Provided passage ▸
Offline Reinforcement Learning with Behavioral Supervisor Tuning
Padmanaba Srinivasan, William Knottenbelt
TL;DR
The paper addresses the challenge of offline RL with static datasets that require extensive per-dataset tuning by introducing TD3-BST, which uses a Morse-network uncertainty model as a behavioral supervisor to dynamically weight regularization around dataset modes. By deriving a closed-form BST policy update and integrating it with TD3-BBC-style actor-critic training, the method adapts the degree of behavioral cloning based on epistemic uncertainty, enabling effective learning from suboptimal data. Empirical results on the D4RL suite show state-of-the-art performance on locomotion benchmarks and leading results on Antmaze without per-dataset tuning, with additional improvements when applying BST to one-step methods like IQL. The work demonstrates practical benefits of combining uncertainty-based supervision with offline RL and points to future directions in alternative uncertainty measures and multi-source ensembles.

Data supplied ▸
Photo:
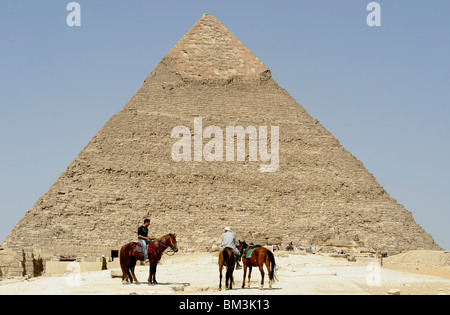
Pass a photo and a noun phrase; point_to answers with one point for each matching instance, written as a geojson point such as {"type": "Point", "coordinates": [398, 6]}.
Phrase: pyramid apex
{"type": "Point", "coordinates": [209, 52]}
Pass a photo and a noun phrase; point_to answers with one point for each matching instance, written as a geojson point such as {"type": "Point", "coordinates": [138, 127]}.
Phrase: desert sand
{"type": "Point", "coordinates": [298, 274]}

Things to do ▸
**a)** Answer the following from the paper summary, one line each:
(i) What does TD3-BST use as a behavioral supervisor?
(ii) On which benchmark suite are the empirical results reported?
(iii) Which one-step method is named as improving when BST is applied to it?
**b)** Convert the records into a JSON list of strings with one string per line, skipping blank lines. Leave the picture out.

Exercise solutions ▸
**a)**
(i) A Morse-network uncertainty model.
(ii) The D4RL suite.
(iii) IQL.

**b)**
[
  "Photo:",
  "Pass a photo and a noun phrase; point_to answers with one point for each matching instance, written as a geojson point such as {\"type\": \"Point\", \"coordinates\": [398, 6]}.",
  "Phrase: pyramid apex",
  "{\"type\": \"Point\", \"coordinates\": [209, 52]}",
  "Pass a photo and a noun phrase; point_to answers with one point for each matching instance, written as a geojson point such as {\"type\": \"Point\", \"coordinates\": [138, 127]}.",
  "Phrase: desert sand",
  "{\"type\": \"Point\", \"coordinates\": [298, 274]}"
]